=== Your goal ===
Report each line of the data that includes the word "board".

=== Material for the task ===
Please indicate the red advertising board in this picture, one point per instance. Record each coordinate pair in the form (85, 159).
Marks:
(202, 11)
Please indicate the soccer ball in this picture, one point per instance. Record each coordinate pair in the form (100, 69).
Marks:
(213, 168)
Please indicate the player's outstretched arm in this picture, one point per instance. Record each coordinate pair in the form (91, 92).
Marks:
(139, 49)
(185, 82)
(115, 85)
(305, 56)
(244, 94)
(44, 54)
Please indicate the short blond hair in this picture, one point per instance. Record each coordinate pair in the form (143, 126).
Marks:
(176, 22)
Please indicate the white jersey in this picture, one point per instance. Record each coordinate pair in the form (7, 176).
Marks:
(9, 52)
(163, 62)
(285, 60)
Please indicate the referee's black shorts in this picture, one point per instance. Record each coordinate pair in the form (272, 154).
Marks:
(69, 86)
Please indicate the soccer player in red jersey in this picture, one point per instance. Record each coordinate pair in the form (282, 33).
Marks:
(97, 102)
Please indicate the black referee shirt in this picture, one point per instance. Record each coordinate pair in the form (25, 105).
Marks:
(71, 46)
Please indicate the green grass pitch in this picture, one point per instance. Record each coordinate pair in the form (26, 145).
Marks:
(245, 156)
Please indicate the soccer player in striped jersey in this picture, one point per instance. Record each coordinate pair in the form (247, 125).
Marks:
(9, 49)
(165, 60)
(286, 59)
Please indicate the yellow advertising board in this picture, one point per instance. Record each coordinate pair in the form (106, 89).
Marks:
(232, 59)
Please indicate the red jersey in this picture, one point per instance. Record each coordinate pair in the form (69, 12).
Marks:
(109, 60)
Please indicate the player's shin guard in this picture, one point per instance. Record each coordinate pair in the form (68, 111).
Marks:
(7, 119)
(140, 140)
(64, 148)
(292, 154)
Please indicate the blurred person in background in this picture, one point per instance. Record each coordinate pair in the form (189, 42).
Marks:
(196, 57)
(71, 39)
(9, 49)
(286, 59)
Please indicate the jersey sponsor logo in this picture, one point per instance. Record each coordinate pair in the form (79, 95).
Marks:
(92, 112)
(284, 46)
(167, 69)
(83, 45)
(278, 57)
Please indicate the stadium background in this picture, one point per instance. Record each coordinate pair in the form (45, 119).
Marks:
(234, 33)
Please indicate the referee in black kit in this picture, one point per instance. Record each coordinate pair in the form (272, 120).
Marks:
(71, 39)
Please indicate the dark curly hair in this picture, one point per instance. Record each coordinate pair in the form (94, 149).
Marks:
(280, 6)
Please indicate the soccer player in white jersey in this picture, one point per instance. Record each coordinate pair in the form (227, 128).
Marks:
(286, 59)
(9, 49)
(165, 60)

=== Response box ===
Please indicate the red advertising board in this picture, one point per instance. Record each coordinate pair in the form (85, 159).
Please indicate the yellow advertising board in this picture, one point per instance. Record each coordinate pair in the form (106, 89).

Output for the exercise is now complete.